Records contained in a dataset
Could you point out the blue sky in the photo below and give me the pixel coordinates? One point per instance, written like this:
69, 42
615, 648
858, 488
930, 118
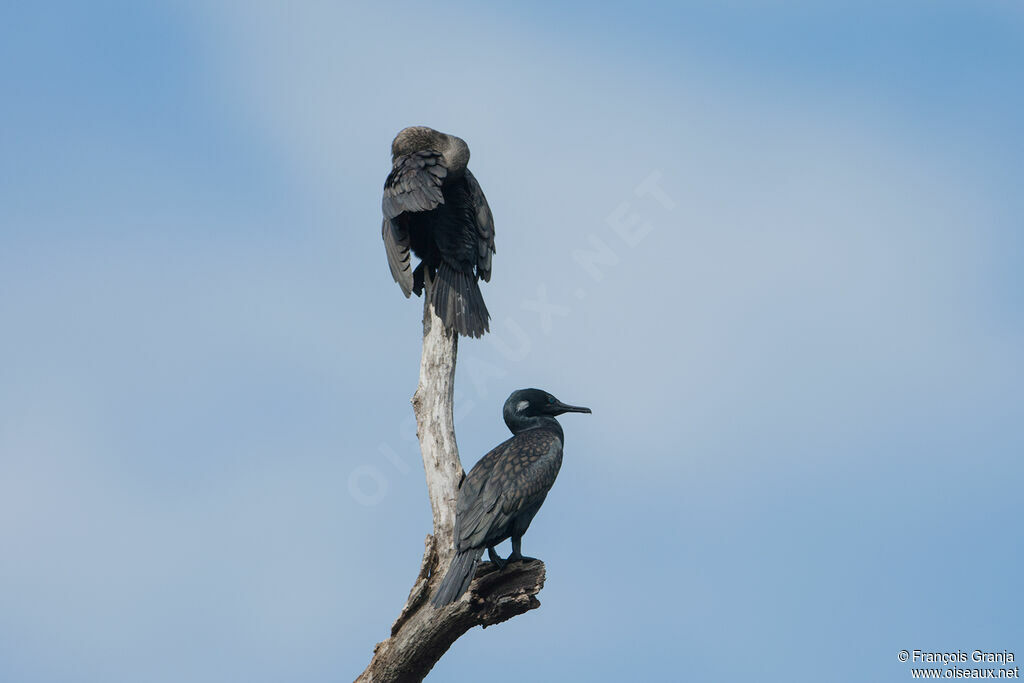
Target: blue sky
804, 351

...

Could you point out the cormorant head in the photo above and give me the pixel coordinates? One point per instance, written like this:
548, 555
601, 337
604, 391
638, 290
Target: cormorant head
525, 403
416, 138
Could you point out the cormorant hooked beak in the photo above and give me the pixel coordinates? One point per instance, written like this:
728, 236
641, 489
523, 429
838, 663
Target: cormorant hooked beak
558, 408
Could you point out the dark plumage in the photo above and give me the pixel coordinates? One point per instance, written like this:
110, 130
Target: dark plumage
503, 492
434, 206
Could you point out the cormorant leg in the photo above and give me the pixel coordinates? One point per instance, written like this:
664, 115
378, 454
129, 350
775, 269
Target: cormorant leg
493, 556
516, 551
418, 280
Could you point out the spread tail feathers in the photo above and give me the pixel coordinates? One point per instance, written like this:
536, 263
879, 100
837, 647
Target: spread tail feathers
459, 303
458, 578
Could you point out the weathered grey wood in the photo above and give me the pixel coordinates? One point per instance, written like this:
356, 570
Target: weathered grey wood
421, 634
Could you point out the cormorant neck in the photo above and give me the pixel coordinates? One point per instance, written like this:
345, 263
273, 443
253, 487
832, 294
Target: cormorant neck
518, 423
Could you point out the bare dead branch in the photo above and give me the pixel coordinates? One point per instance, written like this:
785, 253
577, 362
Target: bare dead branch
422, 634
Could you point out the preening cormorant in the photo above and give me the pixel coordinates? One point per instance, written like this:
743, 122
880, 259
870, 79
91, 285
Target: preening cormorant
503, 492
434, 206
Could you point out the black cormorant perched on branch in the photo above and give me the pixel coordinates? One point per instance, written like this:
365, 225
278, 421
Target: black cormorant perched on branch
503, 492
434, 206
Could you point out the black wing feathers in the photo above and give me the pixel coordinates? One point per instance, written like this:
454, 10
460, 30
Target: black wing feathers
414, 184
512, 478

> **EXERCISE GOAL**: Give the number of lines in the entries that include the string "point", and nothing more.

> **TASK RESPONSE**: 12